→ **GIVEN TEXT**
Janey: Boston Police "Did Not Take Sufficient Steps" In Patrick Rose Case

BOSTON (WBZ NewsRadio) — Acting Mayor Kim Janey released a report on former Boston Police Officer and union head Patrick Rose on Thursday.

The former head of the Boston Police Patrolmen's Union was accused of sexual assault on a child under 14 in 1995, and the department's Internal Affairs division said the claims against him were "sustained," a year later. Rose was put on administrative duty, and had his gun taken away, but was later reassigned to active duty after a written complaint from the Police Patrolmen's Union.

Now, the city has released its report on the case through the new Office of Police Accountability and Transparency (OPAT). The bottom line — the Office said faster action and more transparency were needed when allegations surfaced against Patrick Rose in 1995.

Rose was eventually charged with 33 counts of sexual assault over a period of decades, according to the Boston Globe.

Read More: Boston Releases Internal Affairs Files Of Former Officer Patrick Rose

Three main problems were identified in OPAT's report:

The office said there were not "clear policies and procedures" for the Internal Affairs division to follow, the Department didn't take enough steps to discipline or fire Rose at the time, and there was no oversight of Internal Affairs to correct the first two problems.

→ **LISTED RECORDS**
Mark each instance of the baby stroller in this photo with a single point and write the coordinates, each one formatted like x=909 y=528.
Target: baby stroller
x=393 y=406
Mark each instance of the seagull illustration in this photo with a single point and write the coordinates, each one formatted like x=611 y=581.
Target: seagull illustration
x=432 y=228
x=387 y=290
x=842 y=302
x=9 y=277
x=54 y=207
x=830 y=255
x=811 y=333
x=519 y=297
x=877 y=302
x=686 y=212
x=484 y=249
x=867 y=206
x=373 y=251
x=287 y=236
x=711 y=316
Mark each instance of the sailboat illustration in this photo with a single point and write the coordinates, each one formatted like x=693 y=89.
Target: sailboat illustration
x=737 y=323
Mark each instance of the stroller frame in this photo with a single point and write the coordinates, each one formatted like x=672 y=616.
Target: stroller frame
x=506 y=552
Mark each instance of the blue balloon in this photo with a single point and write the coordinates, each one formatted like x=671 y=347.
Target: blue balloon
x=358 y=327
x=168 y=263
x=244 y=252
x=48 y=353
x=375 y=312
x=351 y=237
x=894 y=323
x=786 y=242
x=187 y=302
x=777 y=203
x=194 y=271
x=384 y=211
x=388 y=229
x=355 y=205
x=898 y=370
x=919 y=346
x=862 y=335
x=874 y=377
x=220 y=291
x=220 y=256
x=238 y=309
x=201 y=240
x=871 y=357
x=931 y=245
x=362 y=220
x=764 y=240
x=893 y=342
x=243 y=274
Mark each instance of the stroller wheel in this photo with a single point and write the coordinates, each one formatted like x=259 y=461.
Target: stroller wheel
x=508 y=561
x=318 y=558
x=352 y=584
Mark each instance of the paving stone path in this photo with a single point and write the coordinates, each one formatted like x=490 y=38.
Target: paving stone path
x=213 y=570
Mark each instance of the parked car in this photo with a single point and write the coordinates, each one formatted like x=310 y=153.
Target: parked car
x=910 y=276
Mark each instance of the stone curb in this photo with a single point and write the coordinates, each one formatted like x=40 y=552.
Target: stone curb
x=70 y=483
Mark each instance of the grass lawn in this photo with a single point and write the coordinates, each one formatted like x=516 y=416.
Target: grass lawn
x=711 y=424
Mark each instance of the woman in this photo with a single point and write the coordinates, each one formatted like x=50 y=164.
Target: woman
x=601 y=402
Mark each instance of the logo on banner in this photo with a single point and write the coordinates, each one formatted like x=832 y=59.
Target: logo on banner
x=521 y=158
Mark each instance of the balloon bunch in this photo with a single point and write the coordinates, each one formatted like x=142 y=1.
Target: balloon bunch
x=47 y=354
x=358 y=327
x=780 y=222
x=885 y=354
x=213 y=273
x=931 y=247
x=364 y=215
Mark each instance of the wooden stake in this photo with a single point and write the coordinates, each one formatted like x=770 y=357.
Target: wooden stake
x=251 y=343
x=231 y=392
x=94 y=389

→ **WHAT THIS EXERCISE ASKS**
a - From the article on the Patrick Rose case, write out the passage starting at "Janey: Boston Police" and ending at "Rose on Thursday.".
b - Decide whether each statement agrees with the article on the Patrick Rose case. Answer yes or no for each, and quote the words of the article that settle it. (i) Rose was accused in 1995 of sexual assault on a child under 14. (ii) OPAT's report identified five main problems. (iii) Rose returned to active duty after a written complaint from the Police Patrolmen's Union.
The material has no connection to the article.

→ **TASK ANSWERS**
a -
Janey: Boston Police "Did Not Take Sufficient Steps" In Patrick Rose Case

BOSTON (WBZ NewsRadio) — Acting Mayor Kim Janey released a report on former Boston Police Officer and union head Patrick Rose on Thursday.

b -
(i) Yes: "was accused of sexual assault on a child under 14 in 1995"
(ii) No: "Three main problems were identified in OPAT's report"
(iii) Yes: "was later reassigned to active duty after a written complaint from the Police Patrolmen's Union"